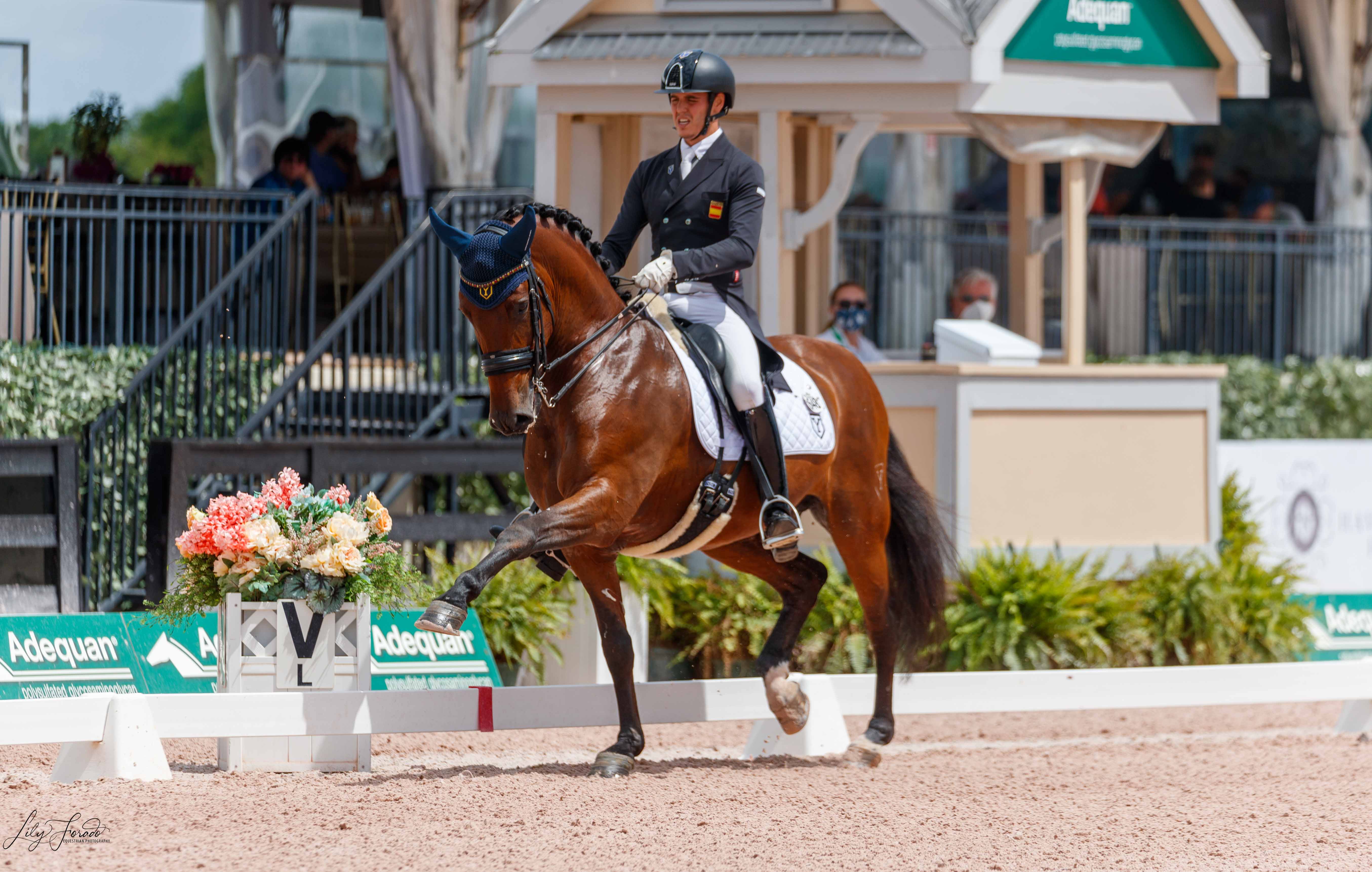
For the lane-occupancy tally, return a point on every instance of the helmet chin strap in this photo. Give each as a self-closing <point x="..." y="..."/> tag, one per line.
<point x="710" y="104"/>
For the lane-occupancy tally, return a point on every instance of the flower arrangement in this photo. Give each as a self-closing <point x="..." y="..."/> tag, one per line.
<point x="287" y="541"/>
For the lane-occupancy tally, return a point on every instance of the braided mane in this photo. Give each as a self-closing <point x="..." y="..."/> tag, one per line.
<point x="566" y="222"/>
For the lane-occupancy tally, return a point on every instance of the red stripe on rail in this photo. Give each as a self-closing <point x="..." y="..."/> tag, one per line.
<point x="485" y="710"/>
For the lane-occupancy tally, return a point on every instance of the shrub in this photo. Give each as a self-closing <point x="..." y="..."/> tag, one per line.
<point x="1013" y="612"/>
<point x="1235" y="609"/>
<point x="55" y="392"/>
<point x="523" y="612"/>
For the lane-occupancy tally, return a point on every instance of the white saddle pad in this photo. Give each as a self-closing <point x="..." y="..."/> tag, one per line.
<point x="802" y="414"/>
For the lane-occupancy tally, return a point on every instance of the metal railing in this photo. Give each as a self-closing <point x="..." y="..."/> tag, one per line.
<point x="99" y="266"/>
<point x="1153" y="285"/>
<point x="212" y="373"/>
<point x="399" y="355"/>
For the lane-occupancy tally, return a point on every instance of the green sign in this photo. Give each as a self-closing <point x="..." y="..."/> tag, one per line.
<point x="1342" y="625"/>
<point x="409" y="660"/>
<point x="1131" y="32"/>
<point x="71" y="656"/>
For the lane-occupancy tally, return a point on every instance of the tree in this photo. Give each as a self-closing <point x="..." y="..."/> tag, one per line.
<point x="176" y="131"/>
<point x="1336" y="60"/>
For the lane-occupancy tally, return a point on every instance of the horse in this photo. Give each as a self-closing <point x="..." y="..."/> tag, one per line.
<point x="611" y="455"/>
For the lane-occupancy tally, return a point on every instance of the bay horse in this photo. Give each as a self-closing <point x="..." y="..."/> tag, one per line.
<point x="615" y="463"/>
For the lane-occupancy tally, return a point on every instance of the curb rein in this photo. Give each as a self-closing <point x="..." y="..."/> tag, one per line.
<point x="534" y="356"/>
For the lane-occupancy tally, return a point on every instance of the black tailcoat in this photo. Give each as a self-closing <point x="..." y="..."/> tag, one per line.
<point x="710" y="223"/>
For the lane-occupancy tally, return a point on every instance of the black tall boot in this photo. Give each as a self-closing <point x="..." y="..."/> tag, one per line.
<point x="780" y="522"/>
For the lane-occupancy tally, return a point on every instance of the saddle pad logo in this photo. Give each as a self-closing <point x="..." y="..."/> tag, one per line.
<point x="814" y="407"/>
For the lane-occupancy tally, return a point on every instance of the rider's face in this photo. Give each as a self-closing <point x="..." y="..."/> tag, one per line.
<point x="689" y="113"/>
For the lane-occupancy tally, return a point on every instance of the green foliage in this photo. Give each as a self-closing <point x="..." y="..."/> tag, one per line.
<point x="1012" y="612"/>
<point x="392" y="582"/>
<point x="724" y="620"/>
<point x="95" y="124"/>
<point x="55" y="392"/>
<point x="176" y="131"/>
<point x="523" y="612"/>
<point x="1234" y="610"/>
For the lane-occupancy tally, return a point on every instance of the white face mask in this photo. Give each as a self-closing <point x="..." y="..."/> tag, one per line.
<point x="980" y="311"/>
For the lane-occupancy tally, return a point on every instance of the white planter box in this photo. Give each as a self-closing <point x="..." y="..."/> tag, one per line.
<point x="249" y="665"/>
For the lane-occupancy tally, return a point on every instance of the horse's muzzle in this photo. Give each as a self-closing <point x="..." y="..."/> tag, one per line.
<point x="511" y="423"/>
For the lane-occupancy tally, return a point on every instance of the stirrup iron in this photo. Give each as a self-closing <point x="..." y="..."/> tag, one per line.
<point x="785" y="540"/>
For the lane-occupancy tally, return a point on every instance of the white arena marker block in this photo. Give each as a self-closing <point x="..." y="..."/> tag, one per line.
<point x="131" y="748"/>
<point x="1356" y="718"/>
<point x="825" y="731"/>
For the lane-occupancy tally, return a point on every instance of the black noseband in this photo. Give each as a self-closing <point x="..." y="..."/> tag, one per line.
<point x="500" y="363"/>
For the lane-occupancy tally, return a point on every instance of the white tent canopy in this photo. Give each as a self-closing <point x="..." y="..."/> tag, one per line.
<point x="1038" y="80"/>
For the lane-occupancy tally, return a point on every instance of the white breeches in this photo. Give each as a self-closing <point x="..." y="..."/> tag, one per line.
<point x="743" y="367"/>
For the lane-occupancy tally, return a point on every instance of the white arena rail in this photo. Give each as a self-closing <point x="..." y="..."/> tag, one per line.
<point x="88" y="724"/>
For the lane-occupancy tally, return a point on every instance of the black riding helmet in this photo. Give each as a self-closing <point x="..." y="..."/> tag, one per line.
<point x="699" y="72"/>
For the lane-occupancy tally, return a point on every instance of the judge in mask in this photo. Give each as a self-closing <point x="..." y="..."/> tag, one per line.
<point x="848" y="319"/>
<point x="973" y="297"/>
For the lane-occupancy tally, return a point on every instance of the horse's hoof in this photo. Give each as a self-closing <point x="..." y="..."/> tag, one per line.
<point x="862" y="754"/>
<point x="612" y="765"/>
<point x="442" y="617"/>
<point x="789" y="705"/>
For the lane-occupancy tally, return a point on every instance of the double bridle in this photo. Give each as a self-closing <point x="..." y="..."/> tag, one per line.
<point x="534" y="356"/>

**THE PROBLEM:** Locate the line that contains "the white breeches", then please quote it and every line after it to the end of the entries above, exactly and with nothing else.

**CORRECT OUTPUT:**
For the lane-occupancy tally, return a point on every instance of the white breeches in this photo. Give each as a self-closing <point x="..." y="..."/> tag, one per line.
<point x="743" y="367"/>
For the lane-occupancy tally, return a point on every instance of the white arena rail in this photo. Give each as a self-closing <point x="..." y="..."/> tag, one per line.
<point x="88" y="724"/>
For the lane-occupancy tally, return a point on every instance of the black riding helmet in this photo. Give each as a self-closing <point x="..." y="..."/> tag, one per line.
<point x="699" y="72"/>
For the lane-occupancy tally, return a point on every instance of the judge in mask in this photo. Give each as a self-closing <point x="..." y="..."/> tag, one per line.
<point x="848" y="319"/>
<point x="973" y="297"/>
For the lane-occupancy tally, return a point on every instance of the horse's hoof in this photo. Give each as a self-closing <point x="..." y="..."/> tag, one per line.
<point x="862" y="754"/>
<point x="612" y="765"/>
<point x="442" y="617"/>
<point x="789" y="705"/>
For the lane-occupancy tally, return a point on every instance of the double bridle in this photo. Give each as a self-closing <point x="..." y="..."/> tag, one per line.
<point x="534" y="356"/>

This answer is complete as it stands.